── Excerpted text
Julia Ioffe:
While we were all panicking about Ebola and the Democrats' getting schooled in the midterms, the bottom dropped out of the Russian economy.
The ruble has been nosediving for weeks, despite the fact that the Russian Central Bank has spent some $40 billion over the last two months to prop it up. In January, you would have to shell out 32.86 rubles to buy one U.S. dollar. Through October, that number edged higher and higher into the thirties, prompting nervous jokes from Russians as they watched their national currency lose value before their eyes. By November 1, a Russian would need to scrape together over 43 rubles to buy one U.S. dollar, a drop of over 30 percent.
Every day since November 1 has brought new lows for the ruble. By Wednesday, the Russian Central Bank, which had been spending billions of its reserve dollars every day to prop up the Russian currency, announced it was no longer going to do so. It was going to let the ruble float. (Technically speaking, it said that it would “only” spend $350 million a day to prop up the ruble.)
────
Actions to take:
1 – Name every month mentioned in the passage about the ruble's fall.
2 – Extend the passage about the ruble's fall with a few more paragraphs, starting after its last sentence.
── Recorded information
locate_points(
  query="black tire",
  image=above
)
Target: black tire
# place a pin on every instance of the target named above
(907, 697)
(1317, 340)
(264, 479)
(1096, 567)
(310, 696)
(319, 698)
────
Answers per task:
1 – January, October, November

2 –
The ruble promptly nosedived.
The Hill:
No Labels launched in 2010 with the stated mission of ending gridlock, but has been accused of violating its bipartisan ethos.
Yahoo News obtained an internal document earlier this year that suggested the group was hoping for a shift in the Senate majority, so they could then “bridge the gap between Congress and the White House.”
It was the group’s backing of [Cory] Gardner that reportedly infuriated Democrats and [Dem. Sen. Joe] Manchin.
Margaret Kimbrell, No Labels executive director, stood behind the Gardner endorsement in a statement Friday.
Useless group.
NY Times:
ISIS Wave of Might Is Turning Into Ripple
“ISIS can only expand in areas where it can enter into partnerships with the local population, and that largely limits the scope of the expansion of ISIS to Sunni, disenfranchised areas,” said Lina Khatib, the director of the Carnegie Middle East Center in Beirut.
It is in Iraq, where coalition forces began bombing in August, that the Islamic State has lost the most ground. In recent weeks, combinations of Iraqi government units, Kurdish pesh merga forces, Shiite militias and armed Sunni tribesmen have seized the Rabia crossing with Syria; taken back the area of Zumar in the north and Jurf al-Sakr south of Baghdad; opened crucial roads in the country’s center; and held off Islamic State advances elsewhere.
For the first time since the jihadists seized Mosul and much of northwestern Iraq in June, an Iraqi military vehicle can drive from Baghdad to the northern city of Erbil on a main highway.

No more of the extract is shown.